§ Selected text
+ + + + +
Jennifer "Jen" Gould (born March 10, 1971) is a Canadian actress.

She won the 2008 Juno Award for Children's Album of the Year for Music Soup.  She is also known for her role as Hotaru Tomoe, and her alter ego Sailor Saturn, in the Cloverway dub of the third season of Sailor Moon as well as PallaPalla in the fourth season of the dub.

Biography
Gould is a native of Montreal, but grew up in Ottawa. She got her start in acting when her father, Robert Gould took her to an audition for Ottawa's Orpheus Operatic Society, and they were given roles as townsfolk in the play The Music Man. She would go on to attend York University, where she took theatre courses from 1990 to 1994, earning a Bachelor of Fine Arts degree. During five seasons at the Stratford Shakespeare Festival, she took on such roles as Esmeralda in The Hunchback of Notre Dame and the title character in Gigi.
+ + + + +
Location labeling records
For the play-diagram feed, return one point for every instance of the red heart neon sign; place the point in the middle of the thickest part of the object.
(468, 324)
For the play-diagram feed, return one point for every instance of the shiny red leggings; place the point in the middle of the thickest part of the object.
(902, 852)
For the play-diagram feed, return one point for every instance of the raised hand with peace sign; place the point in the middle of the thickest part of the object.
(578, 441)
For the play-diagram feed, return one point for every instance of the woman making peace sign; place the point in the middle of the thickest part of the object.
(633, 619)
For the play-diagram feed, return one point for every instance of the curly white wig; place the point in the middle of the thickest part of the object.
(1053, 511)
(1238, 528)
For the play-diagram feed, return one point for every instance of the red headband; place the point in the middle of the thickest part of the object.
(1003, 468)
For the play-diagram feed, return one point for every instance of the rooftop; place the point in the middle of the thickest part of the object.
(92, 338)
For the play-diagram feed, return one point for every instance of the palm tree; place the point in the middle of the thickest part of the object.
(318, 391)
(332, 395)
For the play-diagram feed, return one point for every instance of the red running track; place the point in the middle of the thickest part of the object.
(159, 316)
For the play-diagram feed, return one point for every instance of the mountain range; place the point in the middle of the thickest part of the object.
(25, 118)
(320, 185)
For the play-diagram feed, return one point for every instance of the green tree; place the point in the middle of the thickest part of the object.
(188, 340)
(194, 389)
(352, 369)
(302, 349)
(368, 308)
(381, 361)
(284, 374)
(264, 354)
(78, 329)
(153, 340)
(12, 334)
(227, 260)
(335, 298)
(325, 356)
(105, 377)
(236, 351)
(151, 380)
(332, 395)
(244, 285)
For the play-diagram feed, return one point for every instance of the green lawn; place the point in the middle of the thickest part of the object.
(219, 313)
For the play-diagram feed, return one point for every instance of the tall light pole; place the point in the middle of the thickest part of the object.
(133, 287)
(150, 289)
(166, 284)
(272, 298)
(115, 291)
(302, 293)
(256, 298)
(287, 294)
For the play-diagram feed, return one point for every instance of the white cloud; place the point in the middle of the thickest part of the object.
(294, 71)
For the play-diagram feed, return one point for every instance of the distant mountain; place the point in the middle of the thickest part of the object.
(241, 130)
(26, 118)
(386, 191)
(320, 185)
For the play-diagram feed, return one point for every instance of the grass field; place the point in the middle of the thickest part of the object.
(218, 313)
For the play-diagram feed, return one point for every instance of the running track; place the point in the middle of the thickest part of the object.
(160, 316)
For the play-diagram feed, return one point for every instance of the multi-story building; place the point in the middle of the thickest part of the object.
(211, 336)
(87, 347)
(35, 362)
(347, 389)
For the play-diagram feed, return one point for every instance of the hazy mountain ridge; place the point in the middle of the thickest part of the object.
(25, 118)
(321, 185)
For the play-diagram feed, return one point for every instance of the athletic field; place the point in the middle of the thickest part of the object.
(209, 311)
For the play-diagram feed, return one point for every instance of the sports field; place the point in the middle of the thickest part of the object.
+ + + + +
§ Required work
(1) According to the article on Jen Gould, what award did she win in 2008, and for which album?
(2) Recast the paragraph of the article on Jen Gould that begins "Gould is a native of Montreal" as a short bulleted list, keeping its main facts.

§ Task-by-task results
(1) She won the 2008 Juno Award for Children's Album of the Year for Music Soup.

(2)
- Born in Montreal and raised in Ottawa.
- Started acting after her father, Robert Gould, took her to an audition for Ottawa's Orpheus Operatic Society. Both were cast as townsfolk in The Music Man.
- Took theatre courses at York University from 1990 to 1994 and earned a Bachelor of Fine Arts degree.
- Spent five seasons at the Stratford Shakespeare Festival, with roles including Esmeralda in The Hunchback of Notre Dame and the title character in Gigi.